Passage provided
According to the NASEM report, half of women medical students experience sexual harassment before they start their careers as physicians. The numbers are even higher for people belonging to minority groups. This harassment is generally overlooked and tolerated, and as injurious as it can be, these women often have to suck it up, keep it moving, and accept it as “part of the process”. At what point will we as physicians collectively decide that this is not OK?
During the dawn of the #MeToo movement, I was living my best Xennial life as a bright-eyed public health professional in NYC, an experience that made me an insatiable consumer of news media. As such, I read voraciously as article after article came out detailing this new reckoning. One by one, powerful and seemingly untouchable men were having to answer for years of perpetuating gendered violence. I saw women who looked like me, like Tarana Burke and Shonda Rhimes, leading the charge from #MeToo to #TimesUp. Women were no longer silenced in their trauma, but united together, and I was proud to bear witness. However, at that time, I was still unaware of the movement’s significance to my chosen field of medicine.
As a first-year student and member of the inaugural class of the Women’s Leadership Development Program at my school, I attended a lecture given by Dr. Esther Choo. In that lecture, I learned that sexual harassment was pervasive in medicine, and that many women who reported it were silenced, subjected to retaliation, and even forced out of their jobs. I also learned that women physicians are systematically paid less, subject to gendered bias in their evaluations, promoted less often, and less likely to hold major leadership positions or be nominated for awards. I was floored. The weight of it was heavy – the idea that my fellow women students and I would face these realities was a hard pill to swallow. But for me, it came with a renewed sense of purpose and a strong desire to help fix this aspect of our flawed system.

Provided records
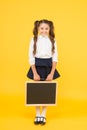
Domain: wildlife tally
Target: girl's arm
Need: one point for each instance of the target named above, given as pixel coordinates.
(54, 63)
(32, 61)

Exercise instructions
(1) Which people does the essay on sexual harassment in medicine mention by name?
(2) Could you carry the essay on sexual harassment in medicine forward from its final sentence?

Answers by item
(1) Tarana Burke, Shonda Rhimes, Dr. Esther Choo

(2)
Two years later, when Dr. Choo invited me to become a founding member of an organization that aims to address these issues head-on by promoting safe, dignified, and equitable workplaces in healthcare, I experienced a range of emotions. The first was obviously sheer, unbridled excitement. Second, I felt a combination of bewilderment and insecurity. The Imposter had come to rear its ugly head once again. Why me? I knew there were other brilliant, accomplished women medical students that were already doing the work of calling out gender-based inequity and injustice in our field. However, I knew that part of me was looking for reasons why I was not good enough, as women often do, and I was instead resigned to sincere gratitude for her ability to recognize my potential to meaningfully contribute to the group. The last emotion was fear. I was afraid because I had seen how many men and women had denigrated the #MeToo movement, denied the truth-telling of victims, and attempted to silence or vilify those who had chosen to speak up. I did not want to feel invalidated or be retaliated against for speaking the truth.
Looking for advice, I confided in an old friend that I trusted to be honest with me. I expressed my hesitation as well as my excitement and gratitude. His reply? “Don’t do it. It’s a witch hunt. People will walk on eggshells around you; if I knew you were a part of it, I wouldn’t want to work with you.” Hearing that response was deflating at best. I knew it was possible that I could encounter backlash on account of my involvement, but I did not expect him to characterize it that frankly. I also knew that I was uniquely vulnerable as a student – without years of publications, accolades, or leadership in this area to back me up, it might define or even limit my career. However, as Michelle Obama wisely said, “You can’t make decisions based on fear and the possibility of what might happen.” Her story, and the women who created it, were on my side. My initial, visceral reaction of fear is evidence of the emergent necessity for efforts to promote safety, dignity, and equity for women in our field and beyond. No one should be afraid to speak up or fight for these rights. I hope to match at an institution that would view my involvement in the organization as an asset in its commitment to this cause, instead of a “problem.”
As the most junior member of our organization, it is my goal to be a voice of the future of medicine by helping educate and create awareness around gender issues in medicine. I aim to empower young women students and trainees as well as encourage their male counterparts to become allies in recognition and mobilization of their privilege. As a Black woman and Ally, I aim to expand upon the conversation around intersectionality as it pertains to gender and medicine. I also hope that others will see the importance and benefit of this cause and join me. United, our voice is stronger, and as the number of women in health care continues to increase, we will only get louder.
The antiquated, unjust paradigms that prevent women from achieving their full potential in the healthcare field can no longer stand. We stand in solidarity with our interprofessional colleagues in an effort to replace those paradigms with tangible solutions for achieving gender equity. The generation of women healers that came before us forged the path that we now run upon, and we must honor their hard work and sacrifice.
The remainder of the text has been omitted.